## TO BE DONE
Locate each line in the entries below that contains the word "picture", and copy those lines out in full.

## GIVEN INFORMATION
....

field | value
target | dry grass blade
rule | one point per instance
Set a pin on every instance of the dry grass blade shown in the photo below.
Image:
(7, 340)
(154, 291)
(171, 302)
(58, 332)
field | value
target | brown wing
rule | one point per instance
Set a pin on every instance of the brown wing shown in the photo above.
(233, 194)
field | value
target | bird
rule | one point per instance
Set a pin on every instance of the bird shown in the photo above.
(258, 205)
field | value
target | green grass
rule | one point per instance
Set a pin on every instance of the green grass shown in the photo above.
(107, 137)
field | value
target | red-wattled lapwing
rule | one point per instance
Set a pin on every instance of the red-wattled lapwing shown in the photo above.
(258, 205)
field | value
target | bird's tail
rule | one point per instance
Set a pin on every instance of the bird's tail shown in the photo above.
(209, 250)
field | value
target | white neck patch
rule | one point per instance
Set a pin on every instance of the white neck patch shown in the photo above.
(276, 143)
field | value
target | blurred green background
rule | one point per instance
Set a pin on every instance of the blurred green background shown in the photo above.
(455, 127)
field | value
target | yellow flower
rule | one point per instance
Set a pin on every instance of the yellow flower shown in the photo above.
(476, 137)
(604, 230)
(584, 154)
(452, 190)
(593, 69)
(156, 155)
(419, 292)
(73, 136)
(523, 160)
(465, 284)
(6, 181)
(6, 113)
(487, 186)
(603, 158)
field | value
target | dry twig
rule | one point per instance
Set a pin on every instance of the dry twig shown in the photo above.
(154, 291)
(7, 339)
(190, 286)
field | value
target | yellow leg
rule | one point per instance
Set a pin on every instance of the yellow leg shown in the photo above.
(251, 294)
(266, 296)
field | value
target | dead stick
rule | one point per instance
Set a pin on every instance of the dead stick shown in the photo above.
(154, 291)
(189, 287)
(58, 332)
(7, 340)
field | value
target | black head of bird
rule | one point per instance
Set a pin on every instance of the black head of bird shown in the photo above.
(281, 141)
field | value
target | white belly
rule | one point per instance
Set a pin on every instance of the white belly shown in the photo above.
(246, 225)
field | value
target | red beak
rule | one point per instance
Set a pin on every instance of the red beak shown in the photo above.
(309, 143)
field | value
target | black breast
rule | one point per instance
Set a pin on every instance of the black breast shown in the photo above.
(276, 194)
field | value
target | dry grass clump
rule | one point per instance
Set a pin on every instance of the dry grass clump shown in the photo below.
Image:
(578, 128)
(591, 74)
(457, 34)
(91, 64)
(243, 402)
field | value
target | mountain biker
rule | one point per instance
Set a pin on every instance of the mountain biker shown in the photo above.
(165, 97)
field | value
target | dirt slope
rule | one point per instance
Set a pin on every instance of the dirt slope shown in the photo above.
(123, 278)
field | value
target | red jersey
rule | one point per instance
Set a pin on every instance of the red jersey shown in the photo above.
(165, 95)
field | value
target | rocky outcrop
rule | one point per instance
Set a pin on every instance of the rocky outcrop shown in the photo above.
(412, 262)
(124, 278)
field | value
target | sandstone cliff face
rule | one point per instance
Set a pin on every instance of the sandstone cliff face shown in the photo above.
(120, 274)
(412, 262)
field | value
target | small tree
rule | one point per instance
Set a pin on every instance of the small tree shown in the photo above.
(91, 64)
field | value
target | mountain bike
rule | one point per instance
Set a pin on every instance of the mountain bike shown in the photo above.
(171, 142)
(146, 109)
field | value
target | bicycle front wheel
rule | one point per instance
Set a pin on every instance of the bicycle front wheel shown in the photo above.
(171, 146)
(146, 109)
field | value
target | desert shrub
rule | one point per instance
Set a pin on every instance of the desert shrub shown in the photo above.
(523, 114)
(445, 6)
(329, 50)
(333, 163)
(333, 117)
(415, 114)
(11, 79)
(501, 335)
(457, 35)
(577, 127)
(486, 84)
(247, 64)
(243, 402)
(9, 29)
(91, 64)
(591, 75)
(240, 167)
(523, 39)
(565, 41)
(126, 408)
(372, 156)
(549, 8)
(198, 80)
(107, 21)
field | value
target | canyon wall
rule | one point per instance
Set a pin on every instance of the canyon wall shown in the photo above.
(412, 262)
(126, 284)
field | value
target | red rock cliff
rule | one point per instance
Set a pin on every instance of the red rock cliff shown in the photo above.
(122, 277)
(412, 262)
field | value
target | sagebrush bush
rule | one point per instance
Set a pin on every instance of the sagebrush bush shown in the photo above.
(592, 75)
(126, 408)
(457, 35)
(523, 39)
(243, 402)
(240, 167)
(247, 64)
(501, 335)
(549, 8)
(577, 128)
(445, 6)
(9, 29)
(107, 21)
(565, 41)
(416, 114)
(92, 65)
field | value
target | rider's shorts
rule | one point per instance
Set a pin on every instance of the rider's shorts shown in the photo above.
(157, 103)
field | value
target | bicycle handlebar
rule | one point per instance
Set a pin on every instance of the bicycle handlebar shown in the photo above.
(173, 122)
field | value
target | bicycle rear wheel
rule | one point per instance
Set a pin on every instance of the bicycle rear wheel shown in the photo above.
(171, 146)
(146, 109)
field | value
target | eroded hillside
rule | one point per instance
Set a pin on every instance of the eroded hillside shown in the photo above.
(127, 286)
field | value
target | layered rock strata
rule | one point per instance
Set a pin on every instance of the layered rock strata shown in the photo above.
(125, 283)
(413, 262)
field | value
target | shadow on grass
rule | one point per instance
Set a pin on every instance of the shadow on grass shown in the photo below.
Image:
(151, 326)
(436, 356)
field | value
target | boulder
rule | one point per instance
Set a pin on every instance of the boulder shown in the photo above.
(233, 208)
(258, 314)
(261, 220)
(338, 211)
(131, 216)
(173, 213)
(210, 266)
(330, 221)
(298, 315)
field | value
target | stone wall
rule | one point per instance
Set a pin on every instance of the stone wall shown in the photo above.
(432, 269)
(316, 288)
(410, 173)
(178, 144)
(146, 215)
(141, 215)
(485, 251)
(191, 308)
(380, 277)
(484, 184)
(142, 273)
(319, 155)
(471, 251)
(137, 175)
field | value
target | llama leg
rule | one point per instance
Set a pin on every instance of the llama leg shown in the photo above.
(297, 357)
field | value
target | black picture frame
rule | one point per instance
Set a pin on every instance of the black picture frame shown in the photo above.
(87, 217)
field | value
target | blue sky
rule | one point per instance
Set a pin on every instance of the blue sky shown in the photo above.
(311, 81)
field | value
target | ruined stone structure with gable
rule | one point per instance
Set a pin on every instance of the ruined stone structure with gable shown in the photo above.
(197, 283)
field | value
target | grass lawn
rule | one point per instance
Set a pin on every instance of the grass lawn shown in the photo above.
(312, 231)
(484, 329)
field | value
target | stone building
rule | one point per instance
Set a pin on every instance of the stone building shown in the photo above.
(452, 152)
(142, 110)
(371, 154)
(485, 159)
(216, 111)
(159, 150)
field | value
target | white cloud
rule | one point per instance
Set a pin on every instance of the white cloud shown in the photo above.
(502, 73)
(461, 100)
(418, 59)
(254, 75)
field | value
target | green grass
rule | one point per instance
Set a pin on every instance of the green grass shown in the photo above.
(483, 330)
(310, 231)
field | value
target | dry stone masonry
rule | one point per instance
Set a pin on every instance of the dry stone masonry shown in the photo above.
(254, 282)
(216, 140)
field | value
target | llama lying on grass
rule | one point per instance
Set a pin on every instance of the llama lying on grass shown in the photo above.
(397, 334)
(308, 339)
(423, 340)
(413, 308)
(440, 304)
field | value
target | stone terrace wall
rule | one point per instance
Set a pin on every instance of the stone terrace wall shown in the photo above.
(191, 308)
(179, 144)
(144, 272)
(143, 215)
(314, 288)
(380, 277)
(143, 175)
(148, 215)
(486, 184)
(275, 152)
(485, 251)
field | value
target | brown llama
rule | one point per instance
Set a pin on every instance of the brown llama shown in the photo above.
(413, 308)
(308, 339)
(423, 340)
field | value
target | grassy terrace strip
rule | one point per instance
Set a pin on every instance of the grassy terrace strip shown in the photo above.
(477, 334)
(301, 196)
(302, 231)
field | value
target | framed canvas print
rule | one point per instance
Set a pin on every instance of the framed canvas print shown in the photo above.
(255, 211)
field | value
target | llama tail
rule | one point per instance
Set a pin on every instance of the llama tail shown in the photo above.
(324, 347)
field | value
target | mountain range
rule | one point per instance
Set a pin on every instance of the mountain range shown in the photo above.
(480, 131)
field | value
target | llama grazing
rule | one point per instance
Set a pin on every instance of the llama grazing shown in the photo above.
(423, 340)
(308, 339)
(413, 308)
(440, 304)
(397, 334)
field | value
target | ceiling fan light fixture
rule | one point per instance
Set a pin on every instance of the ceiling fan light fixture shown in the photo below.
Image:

....

## WRITTEN ANSWER
target | black picture frame
Set a pin on every instance of the black picture frame shown in the photo above.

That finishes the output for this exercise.